A feature of the present invention is to provide a composition and method for removing iron and iron sulfide solids with a non-toxic, metal complexing agent.

Another feature of the present invention is to provide a composition and method for removing iron and iron sulfide solids to create water-soluble complexes with iron solids within pipeline networks.

Yet another feature of the present invention is to provide a composition and method for removing iron and iron sulfide solids using environmentally friendly chelating agents.

Yet still another feature of the present invention is to provide a composition and method for removing iron and iron sulfide solids by disrupting the solid matrix of the iron and iron sulfide solids resulting in a dispersion of solids into the liquid phase.

Another feature of the present invention is to provide a composition and method for removing iron and iron sulfide solids by forming soluble complexes of iron that can be removed in the cleaning process.

Another feature of the present invention is to provide a composition and method for removing iron and iron sulfide solids by synergistically combining iron complexing agents.

Additional features and advantages of the invention will be set forth in part in the description which follows, and in part will become apparent from the description, or may be learned by practice of the invention. The features and advantages of the invention may be realized by means of the combinations and steps particularly pointed out in the appended claims.

===============

## Problem description
Output, word for word, the part of the passage on removing iron and iron sulfide solids that begins with "Yet another feature" and ends with "the cleaning process.".

## Items listed in a dataset
===============

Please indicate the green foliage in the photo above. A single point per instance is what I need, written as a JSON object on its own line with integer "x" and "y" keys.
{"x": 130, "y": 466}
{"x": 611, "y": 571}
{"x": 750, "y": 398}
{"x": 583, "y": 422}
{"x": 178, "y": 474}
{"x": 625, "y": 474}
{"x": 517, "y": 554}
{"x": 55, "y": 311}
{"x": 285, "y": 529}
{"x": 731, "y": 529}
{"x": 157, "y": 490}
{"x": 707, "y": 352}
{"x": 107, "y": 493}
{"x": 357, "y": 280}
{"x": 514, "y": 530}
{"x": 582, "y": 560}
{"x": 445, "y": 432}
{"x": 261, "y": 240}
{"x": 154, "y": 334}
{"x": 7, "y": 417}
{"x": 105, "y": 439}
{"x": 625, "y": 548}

===============

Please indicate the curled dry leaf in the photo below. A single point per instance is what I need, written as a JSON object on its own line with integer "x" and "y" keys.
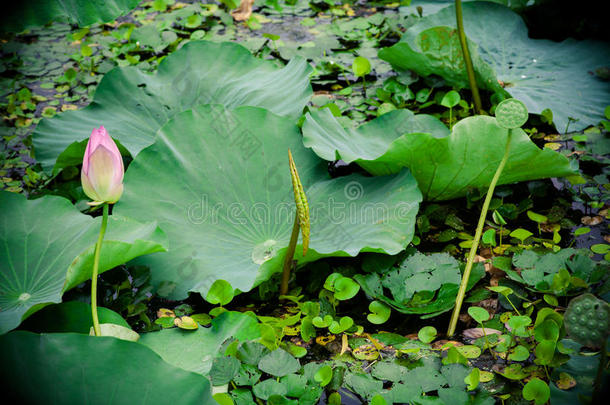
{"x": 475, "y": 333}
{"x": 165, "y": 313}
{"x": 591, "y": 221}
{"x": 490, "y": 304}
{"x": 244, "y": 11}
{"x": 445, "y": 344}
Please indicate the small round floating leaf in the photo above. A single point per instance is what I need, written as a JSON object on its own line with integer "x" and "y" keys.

===============

## Solution for this problem
Yet another feature of the present invention is to provide a composition and method for removing iron and iron sulfide solids using environmentally friendly chelating agents.

Yet still another feature of the present invention is to provide a composition and method for removing iron and iron sulfide solids by disrupting the solid matrix of the iron and iron sulfide solids resulting in a dispersion of solids into the liquid phase.

Another feature of the present invention is to provide a composition and method for removing iron and iron sulfide solids by forming soluble complexes of iron that can be removed in the cleaning process.